**REQUIRED ACTIONS**
1) In the lumber-sawing thread below, what angle of the growth rings to the board's face makes a board rift sawn?
2) How would you say this sentence from the lumber-sawing thread below in French: "When rings are closest to 90 degrees to the face, you have quarter sawn wood."

>> BEGIN EXTRACT TO READ

The problem is in semantics. The terms plainsawn, riftsawn and quartersawn can describe the technique of sawing. This is the case in the terms that are being used on the diagrams. When you talk about an individual board, the terms flatsawn, riftsawn, and quartersawn refer to the orientation of the growth rings to the flat face of the board. My definitions of flatsawn, riftsawn, and quartersawn refer to the growth ring orientation and not the sawing technique.


----------



## Ken90712 (Sep 2, 2009)

Always a fun topic….


----------



## bannerpond1 (Mar 15, 2013)

While you can describe the operation to yield flat sawn, rift sawn, or quarter sawn wood, the outcome is measured by the angle of the growth rings to the face of the resulting board. When rings are closest to 90 degrees to the face, you have quarter sawn wood. Rift sawn is approximately 45 degrees. Plain or flat sawn boards are less than 45 and all the way to parallel.

Rift sawn is sought for table legs due to the growth rings' being the same on every face. Unlike a quarter sawn table leg, which has two opposite faces with cathedral arches and two with ray flecks, rift sawn wood has four identical sides. Having said all that, I have a procedure to quarter saw logs which is unlike the above method. Granted, you get less quarter sawn wood, but you also get less waste.

A huge benefit is getting 3×3's or 4×4's which have very little bow to them when they're dry. That's because the 45 degree growth rings even out the tendancy to move as they dry. Out of the dozen legs I harvested on my last three logs, only one of them bowed during drying. That can be cut into shorter pieces and the bow easily taken out.

I'm new to the site and can't get the photobucket to recognize me, so if you want to see how I quarter saw, email me at [email protected] and I'll attach a photo with directions. Once you saw this way, you won't flat saw again. For my part, plain sawn lumber is good for door panels and that's about it.


----------



## SteviePete (May 10, 2009)

NHLA Grading booklet splains it up good. Or try the Frank Miller Glossary. Frank Miller is quartersawn supplier to the stars. Enjoy. http://www.frankmiller.com/quartersawn-hardwood/quartersawn-resources/glossary

Steve, On Wisconsin


----------

>> END EXTRACT TO READ
>> BEGIN RAW DATA

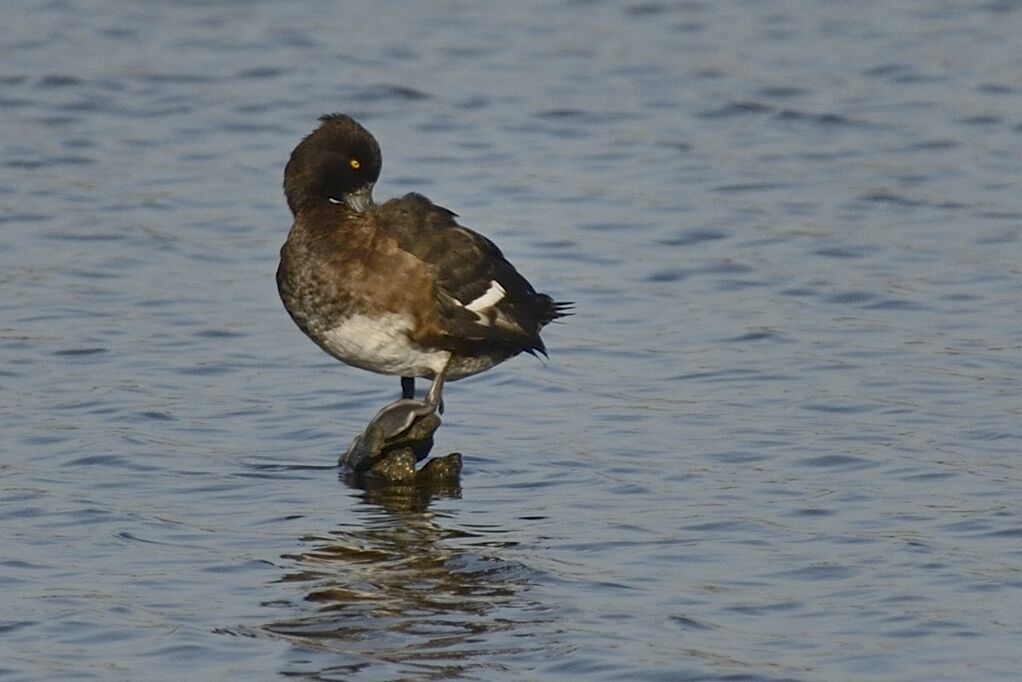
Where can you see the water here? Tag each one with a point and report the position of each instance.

>> END RAW DATA

**RESULTS**
1) Approximately 45 degrees.

2) Lorsque les cernes sont le plus proches de 90 degrés par rapport à la face, on obtient du bois scié sur quartier.